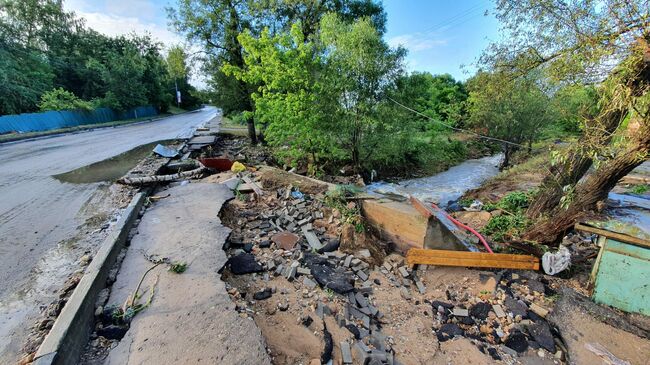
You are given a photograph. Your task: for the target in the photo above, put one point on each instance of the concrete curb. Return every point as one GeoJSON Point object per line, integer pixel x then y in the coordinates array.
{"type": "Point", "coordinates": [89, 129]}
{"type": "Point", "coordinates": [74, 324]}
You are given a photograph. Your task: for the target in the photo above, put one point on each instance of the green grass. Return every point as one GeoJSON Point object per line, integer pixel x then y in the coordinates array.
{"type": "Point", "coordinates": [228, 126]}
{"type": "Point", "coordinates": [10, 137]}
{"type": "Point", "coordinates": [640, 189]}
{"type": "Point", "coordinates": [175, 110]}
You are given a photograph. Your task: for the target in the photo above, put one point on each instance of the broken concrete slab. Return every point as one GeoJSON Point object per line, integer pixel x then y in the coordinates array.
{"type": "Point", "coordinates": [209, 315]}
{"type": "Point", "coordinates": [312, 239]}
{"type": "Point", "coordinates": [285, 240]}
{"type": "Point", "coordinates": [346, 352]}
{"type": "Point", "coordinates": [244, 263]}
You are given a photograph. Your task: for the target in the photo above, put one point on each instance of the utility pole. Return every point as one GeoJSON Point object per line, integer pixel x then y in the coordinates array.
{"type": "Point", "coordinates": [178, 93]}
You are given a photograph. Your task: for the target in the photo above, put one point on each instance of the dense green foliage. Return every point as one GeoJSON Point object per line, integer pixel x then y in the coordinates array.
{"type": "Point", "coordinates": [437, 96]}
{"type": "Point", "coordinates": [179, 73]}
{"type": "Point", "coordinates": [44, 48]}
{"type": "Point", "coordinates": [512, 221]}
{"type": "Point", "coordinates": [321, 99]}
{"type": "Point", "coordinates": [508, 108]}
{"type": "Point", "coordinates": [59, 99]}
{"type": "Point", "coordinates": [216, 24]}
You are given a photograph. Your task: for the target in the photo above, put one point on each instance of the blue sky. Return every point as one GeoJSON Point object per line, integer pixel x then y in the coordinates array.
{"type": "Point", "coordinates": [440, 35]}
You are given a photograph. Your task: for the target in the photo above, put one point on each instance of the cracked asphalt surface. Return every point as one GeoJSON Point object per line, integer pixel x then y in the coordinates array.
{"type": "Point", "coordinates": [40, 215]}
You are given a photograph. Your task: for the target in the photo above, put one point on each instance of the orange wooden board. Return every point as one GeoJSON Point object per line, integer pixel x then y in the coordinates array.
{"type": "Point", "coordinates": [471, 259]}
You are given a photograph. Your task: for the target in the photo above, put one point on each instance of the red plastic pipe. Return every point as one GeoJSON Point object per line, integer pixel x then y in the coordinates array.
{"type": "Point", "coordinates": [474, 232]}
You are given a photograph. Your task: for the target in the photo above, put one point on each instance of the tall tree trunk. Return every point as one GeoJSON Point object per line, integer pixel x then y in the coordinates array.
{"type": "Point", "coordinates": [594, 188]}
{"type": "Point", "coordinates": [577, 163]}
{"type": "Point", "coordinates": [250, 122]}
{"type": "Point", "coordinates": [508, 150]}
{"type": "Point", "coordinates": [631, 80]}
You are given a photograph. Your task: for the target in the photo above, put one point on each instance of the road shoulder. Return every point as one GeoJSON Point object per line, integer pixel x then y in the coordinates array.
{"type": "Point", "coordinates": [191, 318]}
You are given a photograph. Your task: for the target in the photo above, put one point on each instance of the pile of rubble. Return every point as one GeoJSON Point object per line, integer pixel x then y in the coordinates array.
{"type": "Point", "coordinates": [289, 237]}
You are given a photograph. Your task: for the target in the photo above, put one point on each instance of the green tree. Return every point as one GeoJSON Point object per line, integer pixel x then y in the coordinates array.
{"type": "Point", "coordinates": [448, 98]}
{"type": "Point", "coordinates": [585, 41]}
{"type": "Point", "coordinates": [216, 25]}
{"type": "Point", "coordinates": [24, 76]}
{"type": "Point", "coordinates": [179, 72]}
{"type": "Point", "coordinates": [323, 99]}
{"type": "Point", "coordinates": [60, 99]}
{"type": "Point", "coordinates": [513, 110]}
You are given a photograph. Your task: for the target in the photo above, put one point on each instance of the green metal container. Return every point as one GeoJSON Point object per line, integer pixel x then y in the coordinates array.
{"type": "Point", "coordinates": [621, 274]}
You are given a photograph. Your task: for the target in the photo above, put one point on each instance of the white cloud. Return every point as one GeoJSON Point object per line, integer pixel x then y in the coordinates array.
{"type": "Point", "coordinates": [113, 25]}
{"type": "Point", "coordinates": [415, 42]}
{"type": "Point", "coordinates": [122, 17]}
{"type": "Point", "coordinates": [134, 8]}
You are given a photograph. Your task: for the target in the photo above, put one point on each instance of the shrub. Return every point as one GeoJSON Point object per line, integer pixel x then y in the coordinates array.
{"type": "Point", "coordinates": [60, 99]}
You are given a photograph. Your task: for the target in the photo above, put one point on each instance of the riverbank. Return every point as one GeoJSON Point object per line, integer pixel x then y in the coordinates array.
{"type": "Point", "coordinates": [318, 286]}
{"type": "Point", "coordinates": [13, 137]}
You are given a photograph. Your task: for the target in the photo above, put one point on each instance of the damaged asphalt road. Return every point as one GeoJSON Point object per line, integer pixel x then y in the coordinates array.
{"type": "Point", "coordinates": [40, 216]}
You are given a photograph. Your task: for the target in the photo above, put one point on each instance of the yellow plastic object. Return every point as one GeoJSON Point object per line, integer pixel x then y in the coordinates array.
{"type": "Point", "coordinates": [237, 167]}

━━━━━━━━━━━━━━━━

**Prompt:** Leave out all images, then reproduce the entries above exactly.

**The answer:**
You are given a photograph. Your task: for the target in the photo above, put one point on each instance of the concrete curb. Return every point as one GeoJSON Point object per line, integer pixel x then y in the coordinates array.
{"type": "Point", "coordinates": [89, 129]}
{"type": "Point", "coordinates": [74, 324]}
You are given a photograph. Your task: for the target in the photo above, put one point on each instance of the green grass. Return every point as one GeoJSON Point object per line, integer pixel x then y in the coordinates array.
{"type": "Point", "coordinates": [228, 126]}
{"type": "Point", "coordinates": [10, 137]}
{"type": "Point", "coordinates": [640, 189]}
{"type": "Point", "coordinates": [175, 110]}
You are given a photograph. Your task: for the target in the photo above, put one point on each instance of the broken concrete slab. Return every point as one GeoJSON Point object per line, integer pixel x then y in the coordinates array.
{"type": "Point", "coordinates": [209, 315]}
{"type": "Point", "coordinates": [312, 239]}
{"type": "Point", "coordinates": [285, 240]}
{"type": "Point", "coordinates": [346, 352]}
{"type": "Point", "coordinates": [244, 263]}
You are given a photograph. Your task: for the target in the photo above, put one point on each instance of the utility pole. Return every point as one GeoJSON Point object per line, integer pixel x then y in the coordinates array.
{"type": "Point", "coordinates": [178, 93]}
You are given a photograph. Your task: for the target in the photo above, put one point on each instance of the dense green foliage. Return every point as one GeoJSON Point object per line, integer pixel x then y in the coordinates array.
{"type": "Point", "coordinates": [437, 96]}
{"type": "Point", "coordinates": [179, 73]}
{"type": "Point", "coordinates": [44, 48]}
{"type": "Point", "coordinates": [512, 221]}
{"type": "Point", "coordinates": [321, 99]}
{"type": "Point", "coordinates": [508, 108]}
{"type": "Point", "coordinates": [59, 99]}
{"type": "Point", "coordinates": [216, 24]}
You are given a photograph. Your task: for the target in the photo above, put one point on each instance of the blue sky. Return every point as one GeoJSON Point object per line, integer pixel x then y in the coordinates array.
{"type": "Point", "coordinates": [440, 35]}
You are given a photograph. Your task: for the target in the photo above, put one point on each instance of the cracked asphalt surface. Return every point as one GeoJSON Point object per line, integer pixel x then y in the coordinates array.
{"type": "Point", "coordinates": [40, 215]}
You are given a photograph. Your task: for the target in the photo above, put one point on each instance of the orange wooden board. Return every point as one GeoJSON Point object per line, integer pixel x then y in the coordinates array.
{"type": "Point", "coordinates": [471, 259]}
You are given a photograph. Your task: for the target in the photo above, put one point on each instance of the red plastic pipe. Return every point as one GeoJSON Point object per line, integer pixel x then y in the coordinates array.
{"type": "Point", "coordinates": [474, 232]}
You are given a photograph. Your task: for the target in the photo above, put one point on each instance of the tall tree trunk. Return every point as one GeoJSON Point object per line, integer pixel x then y in the coordinates array.
{"type": "Point", "coordinates": [594, 188]}
{"type": "Point", "coordinates": [577, 163]}
{"type": "Point", "coordinates": [250, 122]}
{"type": "Point", "coordinates": [508, 150]}
{"type": "Point", "coordinates": [631, 80]}
You are given a photograph. Your task: for the target in the photo above, put one point on each instance of the road shoulder. Return every point as one GeoJSON Point object per line, integer pixel x then y in the coordinates array.
{"type": "Point", "coordinates": [191, 318]}
You are given a photograph. Your task: for the target in the photo above, put one point on each instance of the pile of rubble. Return every point as one GeoJSON Point object per line, integer pixel x then y in the coordinates array.
{"type": "Point", "coordinates": [289, 237]}
You are given a photograph. Your task: for the target in the photo above, put one point on each instance of the green tree. Return every point as one GeoJSON Point object per line, integer pixel x then y in the coordinates array.
{"type": "Point", "coordinates": [448, 98]}
{"type": "Point", "coordinates": [585, 41]}
{"type": "Point", "coordinates": [216, 25]}
{"type": "Point", "coordinates": [24, 76]}
{"type": "Point", "coordinates": [179, 72]}
{"type": "Point", "coordinates": [323, 99]}
{"type": "Point", "coordinates": [60, 99]}
{"type": "Point", "coordinates": [513, 110]}
You are given a photograph. Your task: for the target in the photo above, put one point on each instance of the green metal container. Return every point as one GeoJSON Point object per line, integer pixel x then y in the coordinates array.
{"type": "Point", "coordinates": [621, 274]}
You are given a photograph. Your task: for the target in the photo above, put one point on each instance of the white cloud. Return every point as one GeoJSON Point object per line, integer pixel x then y in the coordinates array.
{"type": "Point", "coordinates": [113, 25]}
{"type": "Point", "coordinates": [415, 42]}
{"type": "Point", "coordinates": [122, 17]}
{"type": "Point", "coordinates": [134, 8]}
You are given a photograph. Your task: for the target in the photo above, put one point on each instance of the shrub. Return every point as one GeoJSON Point object per line, integer pixel x then y in the coordinates array.
{"type": "Point", "coordinates": [60, 99]}
You are given a photograph. Your task: for the target in the photo above, put one point on each instance of the riverbank. Return every point as one GeoJSON Point object per line, integer pixel x then y in the coordinates array.
{"type": "Point", "coordinates": [318, 286]}
{"type": "Point", "coordinates": [13, 137]}
You are given a photograph. Your task: for the target in the photo above, put one point on each instance of the damaged asphalt road. Return every point as one GeoJSON Point object per line, integer pixel x then y in the coordinates array.
{"type": "Point", "coordinates": [40, 216]}
You are given a photograph. Your task: for the target in the photo above, put one point on each instance of the yellow plastic object. Return every point as one GeoJSON Point object per line, integer pixel x then y in the coordinates array.
{"type": "Point", "coordinates": [237, 167]}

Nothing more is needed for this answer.